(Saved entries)
▬▬▬

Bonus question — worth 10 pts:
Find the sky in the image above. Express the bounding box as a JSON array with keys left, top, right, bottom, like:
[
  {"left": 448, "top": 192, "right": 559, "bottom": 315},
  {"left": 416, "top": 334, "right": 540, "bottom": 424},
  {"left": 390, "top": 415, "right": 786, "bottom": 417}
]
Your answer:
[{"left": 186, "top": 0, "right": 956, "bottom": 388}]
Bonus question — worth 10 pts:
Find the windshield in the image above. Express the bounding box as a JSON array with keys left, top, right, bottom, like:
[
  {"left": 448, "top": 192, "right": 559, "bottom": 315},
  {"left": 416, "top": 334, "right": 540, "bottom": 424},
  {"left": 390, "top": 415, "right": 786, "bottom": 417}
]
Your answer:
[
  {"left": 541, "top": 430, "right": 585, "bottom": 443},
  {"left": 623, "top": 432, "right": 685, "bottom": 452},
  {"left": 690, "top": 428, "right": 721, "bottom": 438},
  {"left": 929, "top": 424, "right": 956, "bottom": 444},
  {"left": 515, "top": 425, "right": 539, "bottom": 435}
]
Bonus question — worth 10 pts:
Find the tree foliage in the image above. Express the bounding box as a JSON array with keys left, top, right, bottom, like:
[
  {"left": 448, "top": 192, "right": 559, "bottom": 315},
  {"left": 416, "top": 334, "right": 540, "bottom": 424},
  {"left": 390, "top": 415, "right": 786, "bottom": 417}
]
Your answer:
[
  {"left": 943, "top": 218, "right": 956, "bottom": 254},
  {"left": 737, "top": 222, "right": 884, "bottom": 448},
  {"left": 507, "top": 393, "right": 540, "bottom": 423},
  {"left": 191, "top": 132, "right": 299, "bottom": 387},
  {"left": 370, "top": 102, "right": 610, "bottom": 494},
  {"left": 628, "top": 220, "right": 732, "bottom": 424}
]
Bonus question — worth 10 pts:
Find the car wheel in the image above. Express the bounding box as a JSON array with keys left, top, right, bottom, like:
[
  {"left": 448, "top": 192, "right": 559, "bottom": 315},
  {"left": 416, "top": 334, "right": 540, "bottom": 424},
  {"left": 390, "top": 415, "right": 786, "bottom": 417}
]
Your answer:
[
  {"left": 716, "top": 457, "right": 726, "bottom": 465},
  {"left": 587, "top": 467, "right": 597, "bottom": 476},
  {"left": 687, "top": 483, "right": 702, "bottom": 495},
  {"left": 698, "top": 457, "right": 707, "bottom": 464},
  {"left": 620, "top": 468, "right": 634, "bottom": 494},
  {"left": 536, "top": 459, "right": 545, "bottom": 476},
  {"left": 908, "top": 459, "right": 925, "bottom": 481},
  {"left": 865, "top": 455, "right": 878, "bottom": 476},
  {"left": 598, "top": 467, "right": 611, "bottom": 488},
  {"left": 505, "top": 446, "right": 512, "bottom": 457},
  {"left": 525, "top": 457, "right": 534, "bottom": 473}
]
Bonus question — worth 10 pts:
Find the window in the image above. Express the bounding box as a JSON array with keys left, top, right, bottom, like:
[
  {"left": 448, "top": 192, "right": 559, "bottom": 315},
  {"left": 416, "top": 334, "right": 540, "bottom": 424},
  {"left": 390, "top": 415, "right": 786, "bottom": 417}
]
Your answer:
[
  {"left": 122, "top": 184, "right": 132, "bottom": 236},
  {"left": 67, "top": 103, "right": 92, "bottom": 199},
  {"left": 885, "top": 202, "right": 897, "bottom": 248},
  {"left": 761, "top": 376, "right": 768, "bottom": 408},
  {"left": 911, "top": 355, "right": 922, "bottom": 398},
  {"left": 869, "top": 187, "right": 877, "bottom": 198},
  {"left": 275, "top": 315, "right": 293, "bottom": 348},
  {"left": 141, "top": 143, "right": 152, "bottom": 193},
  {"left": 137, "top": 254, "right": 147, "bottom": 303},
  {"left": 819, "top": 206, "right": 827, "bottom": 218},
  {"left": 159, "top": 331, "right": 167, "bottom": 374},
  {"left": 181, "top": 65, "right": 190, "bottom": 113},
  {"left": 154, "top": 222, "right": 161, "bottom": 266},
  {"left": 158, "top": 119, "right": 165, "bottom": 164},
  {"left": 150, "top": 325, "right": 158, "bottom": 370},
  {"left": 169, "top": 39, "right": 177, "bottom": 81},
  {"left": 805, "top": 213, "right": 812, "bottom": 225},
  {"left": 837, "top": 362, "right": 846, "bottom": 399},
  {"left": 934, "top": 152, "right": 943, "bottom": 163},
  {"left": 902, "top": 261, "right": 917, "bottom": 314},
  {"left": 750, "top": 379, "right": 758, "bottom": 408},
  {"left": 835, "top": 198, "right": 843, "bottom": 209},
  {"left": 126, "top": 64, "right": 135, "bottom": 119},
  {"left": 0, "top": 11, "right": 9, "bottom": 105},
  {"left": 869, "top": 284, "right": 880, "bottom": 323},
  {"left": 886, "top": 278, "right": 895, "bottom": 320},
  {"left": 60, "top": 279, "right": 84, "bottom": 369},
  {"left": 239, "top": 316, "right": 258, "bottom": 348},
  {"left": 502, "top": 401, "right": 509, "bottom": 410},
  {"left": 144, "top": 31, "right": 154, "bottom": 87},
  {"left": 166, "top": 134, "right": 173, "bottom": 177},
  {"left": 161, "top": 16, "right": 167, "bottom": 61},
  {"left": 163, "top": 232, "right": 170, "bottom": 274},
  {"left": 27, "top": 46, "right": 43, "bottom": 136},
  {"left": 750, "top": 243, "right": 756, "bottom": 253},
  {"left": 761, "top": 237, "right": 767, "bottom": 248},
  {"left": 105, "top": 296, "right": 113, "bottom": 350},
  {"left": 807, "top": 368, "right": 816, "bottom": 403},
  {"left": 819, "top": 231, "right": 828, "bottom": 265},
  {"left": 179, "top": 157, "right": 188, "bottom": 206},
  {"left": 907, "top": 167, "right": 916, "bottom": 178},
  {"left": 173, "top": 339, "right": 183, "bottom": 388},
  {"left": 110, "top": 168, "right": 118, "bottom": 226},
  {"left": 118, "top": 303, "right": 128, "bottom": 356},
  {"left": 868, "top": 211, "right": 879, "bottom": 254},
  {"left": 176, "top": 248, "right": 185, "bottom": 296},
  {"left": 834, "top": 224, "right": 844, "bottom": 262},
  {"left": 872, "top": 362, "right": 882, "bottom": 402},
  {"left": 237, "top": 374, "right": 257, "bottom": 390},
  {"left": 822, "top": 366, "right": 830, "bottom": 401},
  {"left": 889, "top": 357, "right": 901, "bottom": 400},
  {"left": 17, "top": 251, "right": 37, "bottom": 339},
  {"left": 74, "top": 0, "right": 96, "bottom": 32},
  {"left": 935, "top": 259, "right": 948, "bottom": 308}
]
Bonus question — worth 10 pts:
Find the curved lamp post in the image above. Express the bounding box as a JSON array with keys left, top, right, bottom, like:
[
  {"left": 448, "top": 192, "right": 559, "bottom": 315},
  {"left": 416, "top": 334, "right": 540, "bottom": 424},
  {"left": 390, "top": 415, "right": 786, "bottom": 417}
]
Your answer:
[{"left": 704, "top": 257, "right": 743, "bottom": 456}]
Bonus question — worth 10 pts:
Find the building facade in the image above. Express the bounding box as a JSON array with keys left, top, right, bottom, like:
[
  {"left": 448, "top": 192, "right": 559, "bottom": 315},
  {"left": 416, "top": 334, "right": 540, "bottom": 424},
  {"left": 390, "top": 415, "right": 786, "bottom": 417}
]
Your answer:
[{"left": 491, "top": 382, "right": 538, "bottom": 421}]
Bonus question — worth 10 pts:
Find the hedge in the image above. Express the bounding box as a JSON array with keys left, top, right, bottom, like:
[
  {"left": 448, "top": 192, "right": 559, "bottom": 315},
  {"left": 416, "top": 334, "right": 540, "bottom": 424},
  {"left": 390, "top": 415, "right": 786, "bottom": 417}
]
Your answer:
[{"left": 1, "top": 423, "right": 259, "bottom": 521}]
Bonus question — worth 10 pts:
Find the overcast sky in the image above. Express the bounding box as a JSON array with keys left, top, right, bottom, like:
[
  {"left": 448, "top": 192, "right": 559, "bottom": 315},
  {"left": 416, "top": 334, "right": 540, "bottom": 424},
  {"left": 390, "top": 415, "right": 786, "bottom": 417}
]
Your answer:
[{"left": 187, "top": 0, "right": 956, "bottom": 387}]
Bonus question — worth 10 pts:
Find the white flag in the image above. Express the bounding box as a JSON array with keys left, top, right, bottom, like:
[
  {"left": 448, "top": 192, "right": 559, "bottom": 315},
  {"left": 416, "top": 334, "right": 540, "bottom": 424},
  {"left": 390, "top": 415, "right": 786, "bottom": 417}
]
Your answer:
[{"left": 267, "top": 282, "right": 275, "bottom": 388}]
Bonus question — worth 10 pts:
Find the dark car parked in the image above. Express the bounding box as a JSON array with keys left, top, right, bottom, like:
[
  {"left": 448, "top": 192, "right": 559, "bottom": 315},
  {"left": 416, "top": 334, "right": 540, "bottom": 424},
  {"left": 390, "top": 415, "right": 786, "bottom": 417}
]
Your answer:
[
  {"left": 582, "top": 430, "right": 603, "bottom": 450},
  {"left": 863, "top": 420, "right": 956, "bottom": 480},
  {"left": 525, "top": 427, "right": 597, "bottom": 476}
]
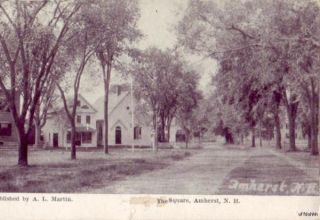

▬▬▬

### Activity
Wherever the word "Find" turns up in a line of the entries above, copy that line.

### Output
Find the sky in the image above. Express the bounding box as a JSON array with keys left, top, right, bottom, like:
Find the windshield in the image above. Express the bounding box as a JSON array with keys left, top, right, bottom, like:
Find the tree foliage in the image above. Express the bounding box as a JSON array with keys left, top, right, bottom, like:
Find the car wheel in the image above. Express the bounding box as a JSON array with keys left, top, right, bottom, like:
Find the window in the image above. Express the bounding box as a JSON array with keys left, top, right, bottom, like:
Find the curved lamp post in the image above. Express the bounding box as a JSON array with keys left, top, right, bottom, like:
Find the building facade in the image above. Express the bounding box as a JSON array with keys left, top, right, bottom, like:
Find the hedge in the image above. Express the bounding box as a JSON array with keys left, top, right, bottom, like:
Find the overcast sky in the image above. Express the bounding box as a JSON array with keys left, top, right, bottom, like:
Find the white flag in the image above. Express the bounding box as a JSON array with keys left, top, right, bottom, like:
Find the dark car parked in the image above. Express the bounding box as a JSON array with keys left, top, right, bottom, like:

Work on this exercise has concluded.